### AIM
The records that follow are to be repeated without alteration.

Stored items

════════════════════

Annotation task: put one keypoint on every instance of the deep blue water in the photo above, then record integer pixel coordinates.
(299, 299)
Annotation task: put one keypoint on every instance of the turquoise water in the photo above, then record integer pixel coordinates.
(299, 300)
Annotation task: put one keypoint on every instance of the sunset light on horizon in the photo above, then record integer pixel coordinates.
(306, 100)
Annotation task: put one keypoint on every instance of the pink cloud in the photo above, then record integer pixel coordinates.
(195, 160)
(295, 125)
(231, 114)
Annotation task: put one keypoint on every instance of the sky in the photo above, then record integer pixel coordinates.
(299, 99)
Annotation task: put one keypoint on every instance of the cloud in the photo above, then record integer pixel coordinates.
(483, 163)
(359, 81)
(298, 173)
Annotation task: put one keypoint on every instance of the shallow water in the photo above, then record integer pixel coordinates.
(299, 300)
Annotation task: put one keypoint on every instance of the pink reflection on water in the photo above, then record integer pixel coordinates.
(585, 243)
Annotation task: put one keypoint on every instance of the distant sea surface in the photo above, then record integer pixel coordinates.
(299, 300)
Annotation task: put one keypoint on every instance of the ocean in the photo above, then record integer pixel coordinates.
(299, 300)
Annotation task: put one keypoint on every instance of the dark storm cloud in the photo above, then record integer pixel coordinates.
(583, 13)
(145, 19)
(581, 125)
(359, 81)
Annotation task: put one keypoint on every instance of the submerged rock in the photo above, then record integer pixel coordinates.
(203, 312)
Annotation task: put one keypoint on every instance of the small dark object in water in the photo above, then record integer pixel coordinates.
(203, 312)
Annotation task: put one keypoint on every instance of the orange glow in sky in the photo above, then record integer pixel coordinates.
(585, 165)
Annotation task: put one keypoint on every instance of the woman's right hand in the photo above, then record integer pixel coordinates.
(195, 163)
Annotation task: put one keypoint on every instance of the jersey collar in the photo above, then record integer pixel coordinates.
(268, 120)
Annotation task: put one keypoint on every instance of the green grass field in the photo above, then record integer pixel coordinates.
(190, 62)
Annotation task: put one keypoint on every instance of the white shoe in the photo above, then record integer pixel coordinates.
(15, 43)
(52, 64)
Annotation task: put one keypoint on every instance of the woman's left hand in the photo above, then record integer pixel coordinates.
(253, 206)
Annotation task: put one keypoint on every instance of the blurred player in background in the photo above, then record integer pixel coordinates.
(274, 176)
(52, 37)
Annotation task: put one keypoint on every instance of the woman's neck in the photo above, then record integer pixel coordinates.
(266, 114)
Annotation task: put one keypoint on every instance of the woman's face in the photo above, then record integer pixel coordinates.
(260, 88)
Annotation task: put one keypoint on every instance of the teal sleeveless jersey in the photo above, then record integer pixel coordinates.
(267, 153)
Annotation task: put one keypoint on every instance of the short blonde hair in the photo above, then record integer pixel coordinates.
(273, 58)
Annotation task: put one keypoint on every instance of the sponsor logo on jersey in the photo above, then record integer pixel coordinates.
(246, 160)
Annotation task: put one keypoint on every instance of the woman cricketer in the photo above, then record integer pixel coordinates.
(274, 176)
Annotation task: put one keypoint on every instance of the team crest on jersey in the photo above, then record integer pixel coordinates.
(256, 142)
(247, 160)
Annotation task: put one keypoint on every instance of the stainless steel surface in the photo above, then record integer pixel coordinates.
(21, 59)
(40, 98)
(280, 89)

════════════════════

### FINISHED ANSWER
Annotation task: put one keypoint on every instance of the deep blue water in the photo above, then record integer pixel coordinates.
(299, 299)
Annotation task: put one keypoint on every instance of the turquoise water in the photo above, then record integer pixel coordinates.
(299, 300)
Annotation task: put one keypoint on every instance of the sunset light on horizon in the photo above, then record integer pixel coordinates.
(306, 100)
Annotation task: put one keypoint on every instance of the pink cloud in the photo above, then record integer pixel coordinates.
(195, 160)
(295, 125)
(231, 114)
Annotation task: put one keypoint on every instance of the sky in the photo above, then record integer pixel coordinates.
(299, 99)
Annotation task: put one keypoint on every instance of the cloud in the photo above, then record integer pixel coordinates.
(483, 163)
(359, 81)
(298, 173)
Annotation task: put one keypoint on every instance of the shallow water in the photo above, then record integer pixel coordinates.
(299, 300)
Annotation task: put one keypoint on every instance of the pink reflection on water in the photo above, then record integer pixel coordinates.
(585, 243)
Annotation task: put one keypoint on every instance of the distant sea surface in the photo above, then record integer pixel coordinates.
(299, 300)
Annotation task: put one keypoint on every instance of the ocean in the photo above, then record integer pixel coordinates.
(299, 300)
Annotation task: put one keypoint on every instance of the dark storm cloud in the photo above, then record integer pixel coordinates.
(583, 13)
(145, 19)
(581, 125)
(359, 81)
Annotation task: put one keypoint on every instance of the submerged rock in the photo above, then record integer pixel coordinates.
(203, 312)
Annotation task: put one keypoint on every instance of the small dark object in water in the photo above, then record integer pixel coordinates.
(203, 312)
Annotation task: put one keypoint on every instance of the orange glow in sky in the photo above, then record integer pixel coordinates.
(585, 165)
Annotation task: put one keypoint on every instance of the woman's right hand in the photo above, then record integer pixel coordinates.
(195, 163)
Annotation task: put one keypoint on every instance of the jersey collar in the photo above, then record integer pixel coordinates.
(268, 120)
Annotation task: put one keypoint on every instance of the green grass field in the photo above, then record integer pixel coordinates.
(190, 62)
Annotation task: put one keypoint on every instance of the white shoe in the photo above, then record integer pixel coordinates.
(15, 43)
(52, 64)
Annotation task: put one keypoint on every instance of the woman's left hand in the photo above, then record integer pixel coordinates.
(253, 206)
Annotation task: put one keypoint on every instance of the blurred player in background in the photo above, then record integer pixel coordinates.
(274, 176)
(52, 37)
Annotation task: put one keypoint on every instance of the woman's neck in the photo above, then record integer pixel coordinates.
(266, 114)
Annotation task: put one keypoint on every instance of the woman's face in the photo above, then record integer pixel coordinates.
(260, 88)
Annotation task: put one keypoint on every instance of the teal sleeveless jersey in the photo above, then record integer pixel coordinates.
(267, 153)
Annotation task: put one keypoint on every instance of the short blonde hair in the photo above, then record integer pixel coordinates.
(273, 58)
Annotation task: put one keypoint on every instance of the sponsor logo on jersey in the photo above, then record integer pixel coordinates.
(246, 160)
Annotation task: put one keypoint on every instance of the woman cricketer in the photo above, then record integer pixel coordinates.
(274, 176)
Annotation task: put one keypoint on every instance of the team crest on jersey in the photo above, then record integer pixel coordinates.
(256, 142)
(247, 160)
Annotation task: put one keypoint on every instance of the stainless steel surface in the photo above, then record integer pixel coordinates.
(21, 59)
(40, 98)
(280, 89)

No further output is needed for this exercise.